What you should do | Reproduce the records below in their entirety, exactly as shown.

---------- Extracted information

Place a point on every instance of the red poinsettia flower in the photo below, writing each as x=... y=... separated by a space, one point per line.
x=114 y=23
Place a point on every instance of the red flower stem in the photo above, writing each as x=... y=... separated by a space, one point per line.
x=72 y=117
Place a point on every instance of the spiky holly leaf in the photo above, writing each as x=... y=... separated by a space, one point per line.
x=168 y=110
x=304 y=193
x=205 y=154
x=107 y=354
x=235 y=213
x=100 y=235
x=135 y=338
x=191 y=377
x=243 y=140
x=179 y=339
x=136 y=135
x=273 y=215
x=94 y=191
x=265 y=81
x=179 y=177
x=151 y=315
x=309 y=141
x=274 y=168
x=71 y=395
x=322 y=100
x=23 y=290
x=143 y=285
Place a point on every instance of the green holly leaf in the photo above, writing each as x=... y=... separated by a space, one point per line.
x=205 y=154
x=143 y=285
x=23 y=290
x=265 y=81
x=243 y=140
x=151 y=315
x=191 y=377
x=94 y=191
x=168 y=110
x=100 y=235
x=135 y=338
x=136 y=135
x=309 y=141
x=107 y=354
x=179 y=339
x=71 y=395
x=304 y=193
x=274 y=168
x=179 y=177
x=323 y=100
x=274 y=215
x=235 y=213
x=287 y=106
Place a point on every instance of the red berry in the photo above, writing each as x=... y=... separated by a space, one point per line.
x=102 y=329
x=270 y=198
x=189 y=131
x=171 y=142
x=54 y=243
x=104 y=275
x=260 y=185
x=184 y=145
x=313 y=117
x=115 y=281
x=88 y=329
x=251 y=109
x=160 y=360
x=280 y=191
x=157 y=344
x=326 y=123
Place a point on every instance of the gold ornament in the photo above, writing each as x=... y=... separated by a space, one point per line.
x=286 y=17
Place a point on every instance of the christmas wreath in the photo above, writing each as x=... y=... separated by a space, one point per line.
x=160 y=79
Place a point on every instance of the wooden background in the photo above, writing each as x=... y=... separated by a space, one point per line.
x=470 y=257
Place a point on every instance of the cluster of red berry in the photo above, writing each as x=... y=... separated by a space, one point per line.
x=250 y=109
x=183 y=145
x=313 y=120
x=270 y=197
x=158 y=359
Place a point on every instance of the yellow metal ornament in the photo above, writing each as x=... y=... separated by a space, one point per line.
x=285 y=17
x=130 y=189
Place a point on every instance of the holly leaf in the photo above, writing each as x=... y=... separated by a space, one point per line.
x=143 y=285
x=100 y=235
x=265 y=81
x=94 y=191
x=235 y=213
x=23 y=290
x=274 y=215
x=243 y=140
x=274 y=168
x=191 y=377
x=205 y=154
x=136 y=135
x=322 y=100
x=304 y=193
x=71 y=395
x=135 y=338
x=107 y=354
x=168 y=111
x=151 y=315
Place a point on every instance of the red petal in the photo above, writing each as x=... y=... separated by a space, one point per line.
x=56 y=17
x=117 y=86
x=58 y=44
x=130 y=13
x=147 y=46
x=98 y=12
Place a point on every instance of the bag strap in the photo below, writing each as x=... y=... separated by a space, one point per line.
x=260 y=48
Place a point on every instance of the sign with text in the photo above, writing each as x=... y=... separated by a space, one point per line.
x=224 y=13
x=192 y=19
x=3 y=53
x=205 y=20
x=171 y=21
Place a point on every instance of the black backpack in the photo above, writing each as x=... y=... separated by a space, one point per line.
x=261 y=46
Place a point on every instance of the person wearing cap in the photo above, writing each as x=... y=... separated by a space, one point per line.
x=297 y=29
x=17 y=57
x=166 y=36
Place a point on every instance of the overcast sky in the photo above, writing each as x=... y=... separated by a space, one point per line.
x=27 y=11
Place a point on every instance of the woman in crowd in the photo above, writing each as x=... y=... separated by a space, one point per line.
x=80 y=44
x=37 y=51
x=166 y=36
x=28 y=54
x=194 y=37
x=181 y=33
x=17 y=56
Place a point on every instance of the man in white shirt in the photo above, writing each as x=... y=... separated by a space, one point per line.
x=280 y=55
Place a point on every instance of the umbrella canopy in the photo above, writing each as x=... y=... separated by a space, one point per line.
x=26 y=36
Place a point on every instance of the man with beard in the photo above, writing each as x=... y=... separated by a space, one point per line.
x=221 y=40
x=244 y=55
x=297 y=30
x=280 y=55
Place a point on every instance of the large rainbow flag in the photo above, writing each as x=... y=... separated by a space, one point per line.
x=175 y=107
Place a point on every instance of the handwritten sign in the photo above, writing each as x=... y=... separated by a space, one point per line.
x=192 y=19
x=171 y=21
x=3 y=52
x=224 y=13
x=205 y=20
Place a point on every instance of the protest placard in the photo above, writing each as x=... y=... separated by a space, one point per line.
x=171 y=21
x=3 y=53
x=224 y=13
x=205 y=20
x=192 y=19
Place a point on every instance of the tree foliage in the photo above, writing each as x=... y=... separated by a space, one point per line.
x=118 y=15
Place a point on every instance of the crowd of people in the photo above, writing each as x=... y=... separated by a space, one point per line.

--------------------

Task response |
Place a point on every instance of the red poinsettia flower in the photo below, writing each as x=... y=... separated by a space, one point per line.
x=114 y=23
Place a point on every instance of the red flower stem in the photo above, writing each as x=... y=... separated by a space, one point per line.
x=72 y=117
Place a point on every instance of the spiky holly leaf in the photo above, writing each as x=... y=... separated by a space, one point per line.
x=168 y=110
x=304 y=193
x=205 y=154
x=107 y=354
x=235 y=213
x=100 y=235
x=135 y=338
x=191 y=377
x=243 y=140
x=179 y=339
x=136 y=135
x=273 y=215
x=94 y=191
x=265 y=81
x=179 y=177
x=151 y=315
x=309 y=141
x=274 y=168
x=71 y=395
x=322 y=100
x=23 y=290
x=143 y=285
Place a point on every instance of the green holly leaf in the photo above, writing each as x=... y=... separated by a space, one point per line.
x=205 y=154
x=143 y=285
x=23 y=290
x=265 y=81
x=243 y=140
x=151 y=315
x=191 y=377
x=94 y=191
x=168 y=110
x=100 y=235
x=135 y=338
x=136 y=135
x=309 y=141
x=107 y=354
x=179 y=339
x=71 y=395
x=304 y=193
x=274 y=168
x=179 y=177
x=323 y=100
x=274 y=215
x=235 y=213
x=287 y=106
Place a point on every instance of the red berry in the photo above, writing each as x=... y=... separated by a space, one point per line.
x=102 y=329
x=270 y=198
x=189 y=131
x=171 y=142
x=54 y=243
x=104 y=275
x=260 y=185
x=184 y=145
x=313 y=117
x=115 y=281
x=88 y=329
x=251 y=109
x=160 y=360
x=280 y=191
x=157 y=344
x=326 y=123
Place a point on every instance of the gold ornament in the photo above, writing each as x=... y=... separated by a space, one point per line.
x=286 y=17
Place a point on every instance of the christmas wreath in the photo above, writing each as x=... y=... separated by a space, one point per line.
x=160 y=79
Place a point on every instance of the wooden background in the photo above, writing each as x=... y=... separated by a space, one point per line.
x=470 y=257
Place a point on every instance of the cluster of red berry in the photo above, writing each as x=... y=... separated by a space, one point per line.
x=250 y=109
x=183 y=145
x=313 y=120
x=270 y=197
x=158 y=359
Place a point on every instance of the yellow metal ornament in the photo above, writing each as x=... y=... separated by a space, one point per line.
x=285 y=17
x=130 y=189
Place a point on every instance of the holly leaf in the photo above, writing each as x=... y=... separated by a space, one point per line.
x=143 y=285
x=100 y=235
x=265 y=81
x=94 y=191
x=235 y=213
x=23 y=290
x=274 y=215
x=243 y=140
x=274 y=168
x=191 y=377
x=205 y=154
x=136 y=135
x=322 y=100
x=304 y=193
x=71 y=395
x=135 y=338
x=107 y=354
x=168 y=111
x=151 y=315
Place a point on every instance of the red petal in the photo above, writing each as x=... y=... separated by a space, one point per line.
x=56 y=17
x=117 y=86
x=58 y=44
x=130 y=13
x=147 y=46
x=98 y=12
Place a point on every instance of the bag strap in the photo below, writing each as x=... y=... separated by a space, one point per line.
x=260 y=48
Place a point on every instance of the sign with text in the photo above, writing each as x=... y=... separated by a space, one point per line.
x=224 y=13
x=192 y=19
x=3 y=53
x=205 y=20
x=171 y=21
Place a point on every instance of the black backpack in the photo above, writing each as x=... y=... separated by a space, one point per line.
x=261 y=46
Place a point on every instance of the person wearing cap in the photo above, writing each as x=... y=... separated by a space, one point per line.
x=297 y=29
x=17 y=57
x=166 y=36
Place a point on every instance of the overcast sky in the photo above, writing each as x=... y=... separated by a space, one point per line.
x=27 y=11
Place a point on every instance of the woman in crowd in the photo above, writing each as x=... y=... separated by a space, one point per line.
x=80 y=44
x=37 y=51
x=166 y=36
x=28 y=54
x=194 y=37
x=181 y=33
x=17 y=56
Place a point on every instance of the man in white shirt in the photo above, writing each as x=... y=... separated by a space, one point per line.
x=280 y=55
Place a point on every instance of the umbrella canopy in the photo above, writing each as x=... y=... separated by a space, one point per line.
x=26 y=36
Place a point on every instance of the man with beard in the photo above, writing each as x=... y=... separated by a space, one point per line.
x=221 y=40
x=244 y=55
x=297 y=30
x=280 y=55
Place a point on every instance of the large rainbow flag in the photo above, writing each as x=... y=... separated by a space, one point per line.
x=175 y=107
Place a point on every instance of the handwritten sign in the photo above, writing each as x=... y=... separated by a space, one point per line.
x=192 y=19
x=171 y=21
x=3 y=52
x=224 y=13
x=205 y=20
Place a point on every instance of the protest placard in the photo above, writing each as x=... y=... separated by a space, one point per line.
x=171 y=21
x=3 y=53
x=224 y=13
x=205 y=20
x=192 y=19
Place a point on every instance of the tree foliage in the photo above, writing each as x=... y=... separated by a space, one point per line.
x=118 y=15
Place a point on every instance of the crowd of people in the photo above, writing each as x=... y=... separated by a space, one point per line.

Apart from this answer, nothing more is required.